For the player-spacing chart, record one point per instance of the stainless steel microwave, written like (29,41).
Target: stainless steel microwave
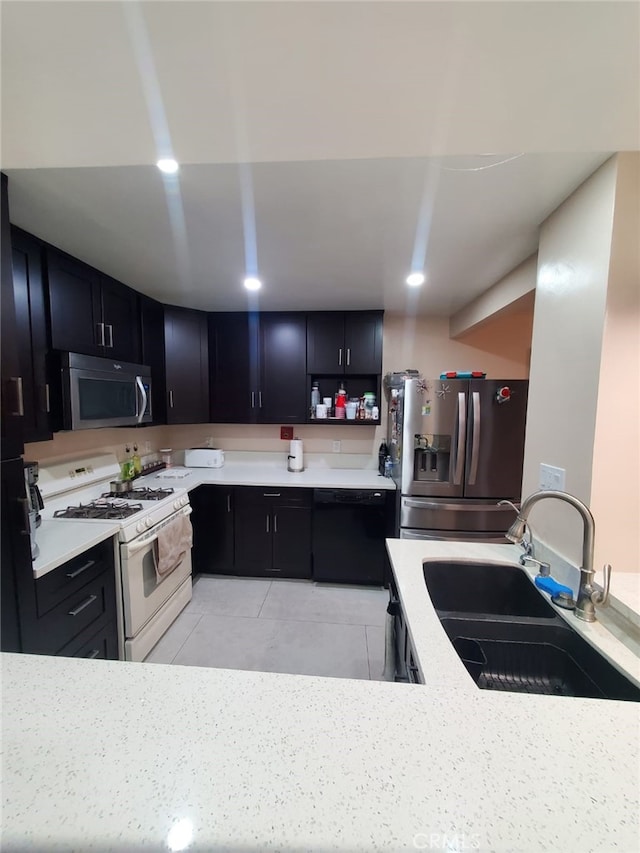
(101,392)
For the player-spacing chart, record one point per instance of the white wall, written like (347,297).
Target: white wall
(615,476)
(571,297)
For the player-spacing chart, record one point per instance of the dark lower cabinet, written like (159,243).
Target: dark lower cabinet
(17,595)
(212,519)
(273,532)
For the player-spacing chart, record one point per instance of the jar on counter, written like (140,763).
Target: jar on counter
(166,454)
(369,403)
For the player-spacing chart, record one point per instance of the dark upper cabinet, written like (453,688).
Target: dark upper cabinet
(257,367)
(120,315)
(91,313)
(233,367)
(363,342)
(282,393)
(31,332)
(186,365)
(152,354)
(344,342)
(74,305)
(11,441)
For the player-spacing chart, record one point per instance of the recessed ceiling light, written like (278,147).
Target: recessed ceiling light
(168,166)
(415,279)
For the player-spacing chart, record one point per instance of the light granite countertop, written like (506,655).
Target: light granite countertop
(115,756)
(61,540)
(439,661)
(271,470)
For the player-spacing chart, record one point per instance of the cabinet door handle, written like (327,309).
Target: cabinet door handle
(24,503)
(19,404)
(81,569)
(83,606)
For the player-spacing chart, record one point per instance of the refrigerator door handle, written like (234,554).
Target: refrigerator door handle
(427,503)
(475,442)
(462,434)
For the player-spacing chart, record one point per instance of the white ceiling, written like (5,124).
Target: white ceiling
(360,121)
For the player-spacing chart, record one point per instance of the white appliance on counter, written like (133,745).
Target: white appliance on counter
(79,491)
(204,457)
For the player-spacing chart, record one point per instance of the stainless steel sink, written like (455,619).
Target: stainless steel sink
(488,588)
(510,638)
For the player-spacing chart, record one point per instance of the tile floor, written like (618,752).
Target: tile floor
(297,627)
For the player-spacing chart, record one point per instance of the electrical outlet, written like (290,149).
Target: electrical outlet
(552,477)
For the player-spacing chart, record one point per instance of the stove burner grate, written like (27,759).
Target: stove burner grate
(101,509)
(142,494)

* [EXERCISE AIM]:
Every entry above is to be repeated word for word, with all pictures omitted.

* [ANSWER BOX]:
For the player-spacing chart, record one point per instance of the stainless steel microwave, written like (29,41).
Target: stainless steel microwave
(101,392)
For the player-spacing chart, record one point per instance of the white wall, written like (347,297).
Target: white wall
(615,476)
(571,297)
For the player-spacing chart, record one point per instance of the dark lower cabinet, written like (159,243).
Target: dark lower cabinet
(17,595)
(212,519)
(273,532)
For the player-spacing chart, record one point per instance of the jar on counter, written like (140,763).
Target: jar on counter
(166,454)
(369,403)
For the player-spacing chart, record one point per instance of the dark upper cabinet, written like (453,688).
Target: dark upper cabinet
(257,367)
(120,315)
(91,313)
(233,367)
(363,342)
(282,393)
(31,332)
(186,365)
(152,354)
(344,342)
(74,305)
(11,441)
For the player-spacing chart, record one point per instance of the recessed ceiling light, written like (278,147).
Target: recessed ceiling light
(168,166)
(415,279)
For the player-spacing chart, record one point per instance of the light granite countertop, written like (506,655).
Target: light granite countertop
(115,756)
(61,540)
(439,661)
(271,470)
For the player-spacing chart, record one point per instance of the cabinet door handle, written like (327,309).
Target: cabinet door handle
(24,503)
(19,404)
(81,569)
(83,606)
For the player-spacing chart, record one point per instance of the refrigerator door handle, written like (234,554).
Target: refrigerator door handle
(427,503)
(475,442)
(462,434)
For the player-spacing chart, record one point per instance of the white ceiling, written like (5,124).
Target: white ceiling
(360,121)
For the player-spacing chart, record one point per instance of the white appliance on counter, written like (133,745).
Target: white appliance on counter
(79,491)
(204,457)
For the player-spacing chart, record one point per instance of the stainless steel sink, written like (455,619).
Target: stainless steel sink
(488,588)
(510,638)
For the player-spacing chart, record one point per instance of the tile floor, written like (618,752).
Target: tile floor
(297,627)
For the player-spacing chart, record one point per instance of the electrical outlet, written like (290,149).
Target: electrical outlet
(552,477)
For the player-spacing chart, record one point per instance of the stove burner grate, written like (27,759).
Target: stove burner grate
(101,509)
(142,494)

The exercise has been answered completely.